### Task directions
After locating the line containing "Detect each stainless steel microwave", transcribe that line and all following lines exactly, stopping only at the end of the records.

### Provided information

--- START ---

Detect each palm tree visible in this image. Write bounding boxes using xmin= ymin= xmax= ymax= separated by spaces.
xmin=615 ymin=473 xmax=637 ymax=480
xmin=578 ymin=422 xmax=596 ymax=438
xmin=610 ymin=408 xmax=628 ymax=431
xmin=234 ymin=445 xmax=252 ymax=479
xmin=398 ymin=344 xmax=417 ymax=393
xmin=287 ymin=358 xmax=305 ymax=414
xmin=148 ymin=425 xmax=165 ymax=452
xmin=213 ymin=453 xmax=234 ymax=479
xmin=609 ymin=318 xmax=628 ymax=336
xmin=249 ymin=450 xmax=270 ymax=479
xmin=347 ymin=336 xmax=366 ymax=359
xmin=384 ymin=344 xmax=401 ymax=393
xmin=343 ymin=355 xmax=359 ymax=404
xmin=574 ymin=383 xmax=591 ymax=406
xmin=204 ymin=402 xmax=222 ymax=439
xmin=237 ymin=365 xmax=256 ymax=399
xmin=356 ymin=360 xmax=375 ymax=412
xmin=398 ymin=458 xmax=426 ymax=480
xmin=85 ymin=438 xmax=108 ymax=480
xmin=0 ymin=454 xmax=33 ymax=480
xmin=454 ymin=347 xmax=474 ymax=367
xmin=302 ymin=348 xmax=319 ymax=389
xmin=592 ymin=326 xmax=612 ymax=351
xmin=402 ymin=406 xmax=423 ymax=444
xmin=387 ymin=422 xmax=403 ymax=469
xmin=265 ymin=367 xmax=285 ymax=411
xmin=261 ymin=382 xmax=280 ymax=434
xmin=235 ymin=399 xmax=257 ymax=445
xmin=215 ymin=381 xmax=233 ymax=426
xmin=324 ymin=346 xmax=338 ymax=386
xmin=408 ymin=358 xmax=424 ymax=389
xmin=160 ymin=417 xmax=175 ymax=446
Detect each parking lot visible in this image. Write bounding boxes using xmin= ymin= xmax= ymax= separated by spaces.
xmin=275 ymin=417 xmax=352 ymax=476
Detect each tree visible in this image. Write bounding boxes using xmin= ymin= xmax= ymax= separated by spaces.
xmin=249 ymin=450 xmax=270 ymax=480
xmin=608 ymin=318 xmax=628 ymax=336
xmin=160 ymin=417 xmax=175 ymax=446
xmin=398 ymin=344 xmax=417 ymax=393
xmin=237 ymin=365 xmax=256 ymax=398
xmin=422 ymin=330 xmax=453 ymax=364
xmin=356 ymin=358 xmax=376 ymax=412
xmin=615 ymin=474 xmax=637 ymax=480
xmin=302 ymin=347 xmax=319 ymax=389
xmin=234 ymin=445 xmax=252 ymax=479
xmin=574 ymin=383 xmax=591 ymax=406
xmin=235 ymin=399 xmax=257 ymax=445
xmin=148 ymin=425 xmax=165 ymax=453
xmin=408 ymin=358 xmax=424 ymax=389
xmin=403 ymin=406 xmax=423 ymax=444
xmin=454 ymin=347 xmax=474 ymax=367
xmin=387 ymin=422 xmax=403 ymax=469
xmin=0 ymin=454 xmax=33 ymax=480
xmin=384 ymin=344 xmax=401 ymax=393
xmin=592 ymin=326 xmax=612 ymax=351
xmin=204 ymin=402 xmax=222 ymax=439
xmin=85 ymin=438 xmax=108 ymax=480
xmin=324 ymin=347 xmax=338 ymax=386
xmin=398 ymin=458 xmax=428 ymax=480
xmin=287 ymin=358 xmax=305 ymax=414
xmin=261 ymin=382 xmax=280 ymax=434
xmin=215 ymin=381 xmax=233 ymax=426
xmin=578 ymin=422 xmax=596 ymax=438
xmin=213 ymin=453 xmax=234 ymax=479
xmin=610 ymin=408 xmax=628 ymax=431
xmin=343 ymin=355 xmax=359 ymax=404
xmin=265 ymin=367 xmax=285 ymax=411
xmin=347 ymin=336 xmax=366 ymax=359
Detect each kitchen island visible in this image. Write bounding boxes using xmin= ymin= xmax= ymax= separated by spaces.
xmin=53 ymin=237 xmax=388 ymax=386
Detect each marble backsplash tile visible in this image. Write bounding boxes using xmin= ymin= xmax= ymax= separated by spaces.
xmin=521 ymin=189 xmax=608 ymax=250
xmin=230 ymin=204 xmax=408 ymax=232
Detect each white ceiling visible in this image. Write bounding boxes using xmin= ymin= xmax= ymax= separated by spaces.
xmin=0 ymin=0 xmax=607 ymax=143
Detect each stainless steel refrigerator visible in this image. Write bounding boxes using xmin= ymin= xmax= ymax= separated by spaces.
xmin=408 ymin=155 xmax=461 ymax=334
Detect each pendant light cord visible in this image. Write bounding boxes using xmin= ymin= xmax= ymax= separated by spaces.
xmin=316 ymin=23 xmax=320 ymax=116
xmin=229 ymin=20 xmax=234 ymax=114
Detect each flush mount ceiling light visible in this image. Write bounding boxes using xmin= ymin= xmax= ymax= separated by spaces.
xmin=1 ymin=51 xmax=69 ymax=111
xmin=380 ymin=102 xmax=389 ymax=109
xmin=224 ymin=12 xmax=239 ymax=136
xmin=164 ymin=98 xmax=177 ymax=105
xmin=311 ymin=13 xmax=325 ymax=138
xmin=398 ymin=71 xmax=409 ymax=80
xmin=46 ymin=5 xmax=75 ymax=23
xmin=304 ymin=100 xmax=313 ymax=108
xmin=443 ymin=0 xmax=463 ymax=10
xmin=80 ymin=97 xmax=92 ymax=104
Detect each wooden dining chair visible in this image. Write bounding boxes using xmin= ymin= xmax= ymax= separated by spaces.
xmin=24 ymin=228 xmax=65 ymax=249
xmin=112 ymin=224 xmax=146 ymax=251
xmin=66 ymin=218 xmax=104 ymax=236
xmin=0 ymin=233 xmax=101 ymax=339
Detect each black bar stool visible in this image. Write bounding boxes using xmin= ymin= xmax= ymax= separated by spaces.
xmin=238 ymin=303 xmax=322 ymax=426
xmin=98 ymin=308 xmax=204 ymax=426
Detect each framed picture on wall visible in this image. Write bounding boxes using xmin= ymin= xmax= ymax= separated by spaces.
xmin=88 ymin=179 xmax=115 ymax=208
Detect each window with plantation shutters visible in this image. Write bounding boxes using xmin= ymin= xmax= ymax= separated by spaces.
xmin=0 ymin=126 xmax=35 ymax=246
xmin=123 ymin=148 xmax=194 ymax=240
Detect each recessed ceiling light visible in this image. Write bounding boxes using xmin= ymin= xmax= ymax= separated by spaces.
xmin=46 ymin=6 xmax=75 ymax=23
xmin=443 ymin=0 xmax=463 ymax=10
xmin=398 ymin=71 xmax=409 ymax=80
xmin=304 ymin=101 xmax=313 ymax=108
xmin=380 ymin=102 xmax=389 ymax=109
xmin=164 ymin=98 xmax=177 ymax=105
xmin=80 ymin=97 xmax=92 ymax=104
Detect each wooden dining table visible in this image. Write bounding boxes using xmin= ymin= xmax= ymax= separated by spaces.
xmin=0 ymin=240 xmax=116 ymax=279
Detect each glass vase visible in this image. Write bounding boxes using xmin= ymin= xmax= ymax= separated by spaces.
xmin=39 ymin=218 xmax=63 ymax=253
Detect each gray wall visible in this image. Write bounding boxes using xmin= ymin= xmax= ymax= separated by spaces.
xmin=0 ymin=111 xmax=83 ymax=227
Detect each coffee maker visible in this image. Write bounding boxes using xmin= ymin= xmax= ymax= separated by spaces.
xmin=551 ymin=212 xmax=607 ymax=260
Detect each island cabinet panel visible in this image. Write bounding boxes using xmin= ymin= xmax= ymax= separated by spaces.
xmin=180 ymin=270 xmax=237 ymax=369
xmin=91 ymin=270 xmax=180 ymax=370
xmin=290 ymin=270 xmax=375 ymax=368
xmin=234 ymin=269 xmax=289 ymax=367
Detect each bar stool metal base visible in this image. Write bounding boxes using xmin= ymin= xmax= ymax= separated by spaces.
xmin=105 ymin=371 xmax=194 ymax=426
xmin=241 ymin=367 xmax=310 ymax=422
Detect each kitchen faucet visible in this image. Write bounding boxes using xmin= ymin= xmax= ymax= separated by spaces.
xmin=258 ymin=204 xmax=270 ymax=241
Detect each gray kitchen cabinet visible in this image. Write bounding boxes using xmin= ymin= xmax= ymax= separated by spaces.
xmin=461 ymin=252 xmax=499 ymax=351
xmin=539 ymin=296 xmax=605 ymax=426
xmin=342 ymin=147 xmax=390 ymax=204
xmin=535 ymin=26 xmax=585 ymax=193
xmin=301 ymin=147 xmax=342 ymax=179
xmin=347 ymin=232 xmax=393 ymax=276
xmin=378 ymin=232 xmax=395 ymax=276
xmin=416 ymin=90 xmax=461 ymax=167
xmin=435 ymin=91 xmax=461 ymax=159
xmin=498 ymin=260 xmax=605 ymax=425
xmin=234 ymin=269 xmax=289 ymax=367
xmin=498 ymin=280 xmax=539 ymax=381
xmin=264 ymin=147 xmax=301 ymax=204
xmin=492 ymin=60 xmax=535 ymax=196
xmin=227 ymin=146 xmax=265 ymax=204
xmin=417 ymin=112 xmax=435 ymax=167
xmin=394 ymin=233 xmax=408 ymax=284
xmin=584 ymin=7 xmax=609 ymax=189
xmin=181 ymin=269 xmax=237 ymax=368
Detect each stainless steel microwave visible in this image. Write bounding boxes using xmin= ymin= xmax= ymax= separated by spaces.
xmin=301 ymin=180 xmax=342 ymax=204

--- END ---

### Output
Detect each stainless steel microwave visible in this image. Write bounding boxes using xmin= ymin= xmax= ymax= separated by spaces.
xmin=301 ymin=180 xmax=342 ymax=204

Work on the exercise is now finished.